Point localization data
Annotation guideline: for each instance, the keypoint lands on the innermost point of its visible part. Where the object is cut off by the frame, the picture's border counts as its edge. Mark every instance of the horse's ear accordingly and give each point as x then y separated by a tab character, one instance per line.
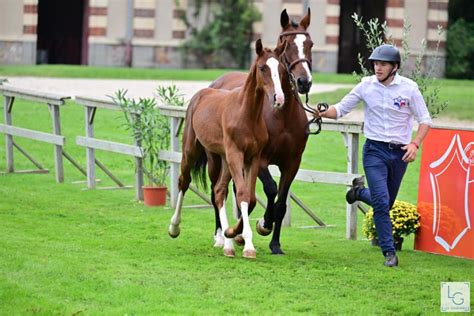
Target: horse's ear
284	19
306	20
259	47
281	48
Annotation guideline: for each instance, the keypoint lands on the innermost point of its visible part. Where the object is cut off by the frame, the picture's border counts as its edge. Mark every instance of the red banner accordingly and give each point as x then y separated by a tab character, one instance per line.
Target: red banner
446	193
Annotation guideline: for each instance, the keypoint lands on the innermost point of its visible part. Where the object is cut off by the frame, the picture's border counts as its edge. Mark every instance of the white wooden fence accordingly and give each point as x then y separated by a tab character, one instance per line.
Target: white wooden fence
350	131
91	143
54	101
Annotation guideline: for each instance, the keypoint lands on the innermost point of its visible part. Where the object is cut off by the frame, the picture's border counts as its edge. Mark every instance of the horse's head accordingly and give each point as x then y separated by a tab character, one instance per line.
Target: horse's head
269	72
297	55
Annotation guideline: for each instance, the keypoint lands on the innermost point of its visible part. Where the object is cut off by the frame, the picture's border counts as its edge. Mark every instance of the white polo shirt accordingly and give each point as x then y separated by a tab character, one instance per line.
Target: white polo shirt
388	110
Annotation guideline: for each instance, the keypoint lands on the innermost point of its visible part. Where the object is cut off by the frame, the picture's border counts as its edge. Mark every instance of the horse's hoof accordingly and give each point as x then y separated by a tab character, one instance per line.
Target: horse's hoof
230	232
173	231
219	242
277	251
250	254
239	240
261	229
229	252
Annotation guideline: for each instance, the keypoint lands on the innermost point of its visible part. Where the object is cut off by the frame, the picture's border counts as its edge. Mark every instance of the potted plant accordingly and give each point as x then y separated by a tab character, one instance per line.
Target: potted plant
152	134
405	221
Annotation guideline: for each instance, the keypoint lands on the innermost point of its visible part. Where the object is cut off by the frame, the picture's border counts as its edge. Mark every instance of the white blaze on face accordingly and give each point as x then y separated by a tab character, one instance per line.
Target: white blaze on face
299	40
272	63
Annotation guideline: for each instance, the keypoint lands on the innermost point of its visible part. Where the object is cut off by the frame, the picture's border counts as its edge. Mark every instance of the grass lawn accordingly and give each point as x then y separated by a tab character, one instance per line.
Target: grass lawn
67	250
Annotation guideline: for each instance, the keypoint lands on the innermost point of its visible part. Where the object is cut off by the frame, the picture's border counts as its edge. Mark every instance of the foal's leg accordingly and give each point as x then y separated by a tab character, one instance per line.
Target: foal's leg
287	176
265	225
235	161
192	150
214	169
221	191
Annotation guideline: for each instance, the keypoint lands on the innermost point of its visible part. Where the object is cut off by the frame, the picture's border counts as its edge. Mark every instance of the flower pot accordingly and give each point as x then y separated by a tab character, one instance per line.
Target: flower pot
398	241
154	196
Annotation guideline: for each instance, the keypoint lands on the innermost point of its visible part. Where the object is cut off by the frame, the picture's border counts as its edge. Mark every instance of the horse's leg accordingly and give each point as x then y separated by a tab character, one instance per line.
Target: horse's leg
192	150
265	225
235	161
221	191
287	176
214	169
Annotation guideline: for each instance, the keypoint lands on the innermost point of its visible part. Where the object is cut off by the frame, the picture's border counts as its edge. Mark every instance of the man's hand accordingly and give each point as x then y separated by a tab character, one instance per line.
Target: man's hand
323	111
410	154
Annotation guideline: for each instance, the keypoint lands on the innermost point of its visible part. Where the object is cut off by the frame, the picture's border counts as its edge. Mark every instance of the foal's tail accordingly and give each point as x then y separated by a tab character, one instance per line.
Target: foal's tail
198	172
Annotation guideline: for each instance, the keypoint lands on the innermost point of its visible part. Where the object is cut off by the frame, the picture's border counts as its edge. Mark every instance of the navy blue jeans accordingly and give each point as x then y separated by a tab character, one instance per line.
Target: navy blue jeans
384	170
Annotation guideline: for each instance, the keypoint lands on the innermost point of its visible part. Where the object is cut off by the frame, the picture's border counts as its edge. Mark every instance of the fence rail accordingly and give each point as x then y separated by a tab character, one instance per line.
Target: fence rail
350	131
54	101
91	144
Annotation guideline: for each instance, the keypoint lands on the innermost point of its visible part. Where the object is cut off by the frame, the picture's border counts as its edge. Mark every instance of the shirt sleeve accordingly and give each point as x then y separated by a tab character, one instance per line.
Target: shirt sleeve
419	108
350	101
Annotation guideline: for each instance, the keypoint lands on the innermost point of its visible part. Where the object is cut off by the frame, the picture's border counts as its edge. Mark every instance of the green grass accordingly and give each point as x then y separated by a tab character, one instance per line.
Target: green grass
67	250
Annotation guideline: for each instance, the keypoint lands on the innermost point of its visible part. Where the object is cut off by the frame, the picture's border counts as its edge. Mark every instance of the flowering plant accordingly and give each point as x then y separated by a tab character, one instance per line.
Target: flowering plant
403	215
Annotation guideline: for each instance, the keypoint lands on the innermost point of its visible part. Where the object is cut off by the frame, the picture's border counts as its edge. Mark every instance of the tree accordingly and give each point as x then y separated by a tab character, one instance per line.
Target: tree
227	33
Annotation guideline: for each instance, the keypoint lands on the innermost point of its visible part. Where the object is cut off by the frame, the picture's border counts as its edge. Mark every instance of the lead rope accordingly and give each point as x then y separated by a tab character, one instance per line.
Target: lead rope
317	120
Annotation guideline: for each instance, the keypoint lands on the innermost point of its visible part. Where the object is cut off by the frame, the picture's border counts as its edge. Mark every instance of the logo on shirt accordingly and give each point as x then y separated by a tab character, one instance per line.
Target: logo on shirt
401	102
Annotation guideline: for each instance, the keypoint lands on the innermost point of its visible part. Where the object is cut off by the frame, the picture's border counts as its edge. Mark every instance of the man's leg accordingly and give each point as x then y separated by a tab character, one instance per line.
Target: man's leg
376	167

Task prompt » Exact copies of all the entries are needed; output them without the pictures.

Worked solution »
Annotation guideline: for each instance, the keypoint lands on the innermost point of its visible part. Where the object is cut off by the frame, the picture's border counts as its edge. Mark every instance of the horse's ear accordingly and give each point as x then y separated by a tab character, one instance per line.
Target: horse's ear
284	19
306	20
259	47
281	48
Annotation guideline: for each instance, the keypoint lands on the innermost point of its visible part. Where the object is cut off by the frame, the picture's border counts as its edge. Mark every instance of the red banner accordingly and give each point as x then y separated by a tab character, one instance per line.
Target: red banner
446	193
Annotation guideline: for each instance, the keypoint lands on the innermost point of its visible part. Where the object is cut off by the frame, the picture's border counts as its edge. Mark every instance of the white wooden fence accordingly and give each point as x then y separated by a tab character, one instance per line.
Target: white wooden fence
350	131
91	143
54	101
Annotation guideline: for each instance, the keypoint lands on the innermost point of its visible part. Where the object is cut off by the frame, the picture's border counts as its edge. Mark every instance of the horse's head accordingly and give each point as x then y separated by a tab character, one instance per line.
Target: horse's head
269	72
297	55
Annotation guideline: for each instance, the keypoint lands on the innermost point of its visible part. Where the object is cut off by the frame, the picture's border counts as its edge. Mark every instance of the white polo shirt accordingly and give each point as x then y separated by a tab character, one instance per line.
Target: white polo shirt
388	110
Annotation guideline: for each instance, the keypoint lands on the innermost point of its visible part. Where the object is cut off by the frame, the picture's border counts as its edge. Mark every instance of the horse's hoof accordingly and give each point as x then y separated by a tab character, one instance per line.
Target: horse's hoof
230	232
173	231
219	242
277	251
250	254
239	240
261	229
229	252
Annotation guideline: for each instance, the keypoint lands on the innermost point of its visible part. Where the object is cut off by the frame, the picture's border counts as its edge. Mark every instance of the potted plant accordingly and give each point as x then y separated by a tab character, one instance per line.
Target: potted plant
152	134
405	221
Annotation guideline: for each instance, the keypoint lands on the innermost point of its visible part. Where the object is cut off by the frame, the picture's border counts as its edge. Mark every instance of the white blaze on face accordingly and give each point as x then y separated by a tab character, one instance per line.
Target: white blaze on face
299	40
272	63
Annotation guideline: for each instance, the keypoint lands on the innermost point of its visible part. Where the object is cut off by the frame, the picture's border counts as its edge. Mark every instance of the grass lawn accordingly and give each point as x then y separated by a tab character, one instance per line.
Target: grass lawn
67	250
Annotation guideline: for each instance, the keypoint lands on the innermost point of its visible part. Where the object is cut off by the frame, the picture's border counts as its edge. Mark every instance of the foal's leg accordingly and give each point as x then y separated by a tab character, one instance per line.
Target: foal's leg
287	176
265	225
235	161
192	150
214	169
221	191
Annotation guideline: for each instance, the keypoint lands on the innermost point of its visible part. Where the object is cut off by the frame, the picture's border counts as its edge. Mark every instance of the flower pot accordingly and give each point as x then y separated by a tab character, one instance per line.
Target: flower pot
398	241
154	196
Annotation guideline: for each instance, the keypoint lands on the innermost point of its visible part. Where the object is cut off by the frame, the picture's border counts as its edge. Mark every instance of the horse's leg accordingly and give each point as x then y separated by a tab character, one instance per line.
Target: horse's leg
192	150
265	225
235	161
221	191
287	176
214	169
Annotation guideline: for each instance, the keypoint lands on the innermost point of its visible part. Where the object is cut off by the frame, the picture's border counts as its edge. Mark every instance of the man's hand accordingly and give each point as x then y separated by a tab character, one instance per line.
Target: man's hand
323	111
410	154
Annotation guideline: for each instance, the keypoint lands on the innermost point of its visible part. Where the object is cut off by the frame, the picture's border counts as its edge. Mark every instance of the foal's tail accordingly and give each point as x then y separated by a tab character, one instance per line.
Target: foal's tail
198	172
Annotation guideline: for each instance, the keypoint lands on the innermost point of its visible part. Where the object is cut off by the frame, the picture's border counts as its edge. Mark every instance of the navy blue jeans accordingly and give each point as x then y separated by a tab character, one instance per line.
Target: navy blue jeans
384	170
Annotation guideline: for each instance, the keypoint lands on the innermost point of its visible part. Where the object is cut off by the frame, the picture's border counts as its edge. Mark every instance of the fence rail accordingly and give each point as x then y separated by a tab character, one instance per line.
Target: fence rail
350	131
54	101
91	144
Annotation guideline: for each instance, the keypoint lands on the innermost point of its visible part. Where the object is cut off by the frame, the picture's border counts as its edge. Mark every instance of the shirt sleeve accordingly and give each point as x then y separated by a tab character, one instance per line.
Target: shirt sleeve
419	108
350	101
Annotation guideline: for each instance, the keypoint lands on the innermost point of its visible part. Where the object is cut off by the frame, the picture's border counts as its edge. Mark every instance of the green grass accordingly and give each point as x then y separated by a tab character, one instance per line.
Target: green grass
67	250
Annotation guideline: for each instance, the keypoint lands on the innermost point of its visible part. Where the object is cut off by the frame, the picture's border counts as its edge. Mark every instance of the flowering plant accordingly and give each point as x then y separated by a tab character, one instance per line.
Target: flowering plant
403	215
Annotation guideline: for each instance, the keypoint lands on the innermost point of its visible part. Where the object is cut off by the frame, the picture's border counts as its edge. Mark every instance of the tree accordingly and give each point as x then y separated by a tab character, one instance per line.
Target: tree
227	33
Annotation guideline: for each instance, the keypoint lands on the innermost point of its visible part. Where the object is cut off by the frame, the picture's border counts as its edge. Mark every instance of the lead rope accordingly and give each point as x then y separated by a tab character, one instance per line.
Target: lead rope
317	120
Annotation guideline: for each instance, the keypoint lands on the innermost point of its visible part. Where the object is cut off by the frame, the picture's border counts as its edge. Mark every instance of the logo on shirt accordingly and give each point as x then y separated by a tab character, one instance per line.
Target: logo on shirt
401	102
Annotation guideline: for each instance, the keypoint lands on the innermost point of its visible part. Where the object is cut off by the frame, the picture's border counts as its edge. Mark every instance of the man's leg accordingly and give each point as x then y separated by a tab character, one instance per line.
Target: man's leg
376	167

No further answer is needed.